**SOURCE:**
First off, this season of my life has been tremendously difficult. No pity party, I’m good. Seriously. I fall more in love with Jesus every single day. I delight in God, the Holy Spirit speaks to me through scripture. I’m growing spiritually, I have two jobs, I get to carve out time to pour into high school students multiple times every week, I have a great family, and I have amazing friends.
I’m so happy that you now know so much about me! Enough of that.
Before today, I’ve never gotten a flat tire while driving. That’s low key one of my fears. Today, I was on the way home from job #1, going 70 mph down I20 straight to the house. Boom, “low tire pressure,” pops up on the dash. My first thought was, “It’s hot outside. This digital thingy doesn’t know what it’s talking about.” I’m reluctant to acknowledge the fact that I might have a flat tire. I’m thinking there is no way this is stopping me from getting home.
I finally realize that I might have a problem. I decided it would be a great decision to stop and check. And geez, was that thingy on the dash right; the front tire was completely FLAT! First, I had to figure out where the jack and tools were for me to swap out the old tire with the spare. I changed it. (By the way, this was in misirably-hot South Carolina weather.) I got back on the road and hesitantly made my way to get the tire repaired. The guys at the shop fixed the hole, making my ride ready to roll again. HA!

**MATERIAL SHOWN:**
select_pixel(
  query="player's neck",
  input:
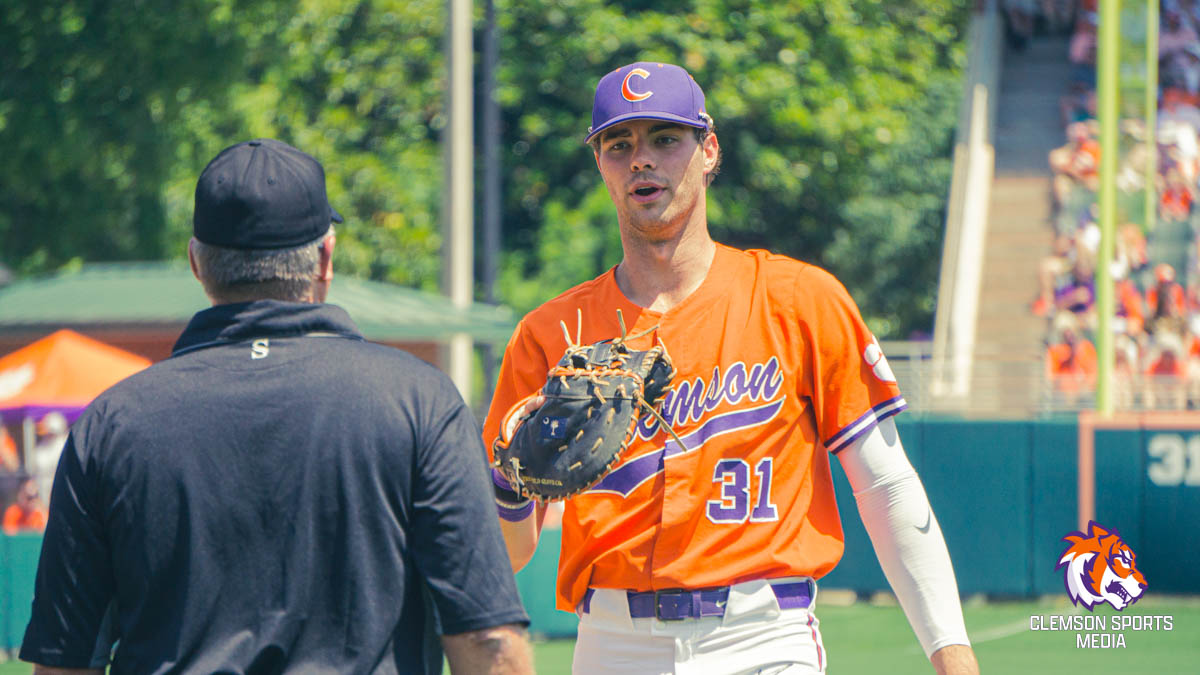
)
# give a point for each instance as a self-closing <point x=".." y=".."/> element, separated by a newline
<point x="660" y="275"/>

**TASKS FOR THIS EXERCISE:**
1. In the flat-tire post, which tire turned out to be completely flat?
2. Transcribe the flat-tire post from "Before today, I’ve" up to and including "from getting home.".

**RESPONSES IN ORDER:**
1. The front tire.

2.
Before today, I’ve never gotten a flat tire while driving. That’s low key one of my fears. Today, I was on the way home from job #1, going 70 mph down I20 straight to the house. Boom, “low tire pressure,” pops up on the dash. My first thought was, “It’s hot outside. This digital thingy doesn’t know what it’s talking about.” I’m reluctant to acknowledge the fact that I might have a flat tire. I’m thinking there is no way this is stopping me from getting home.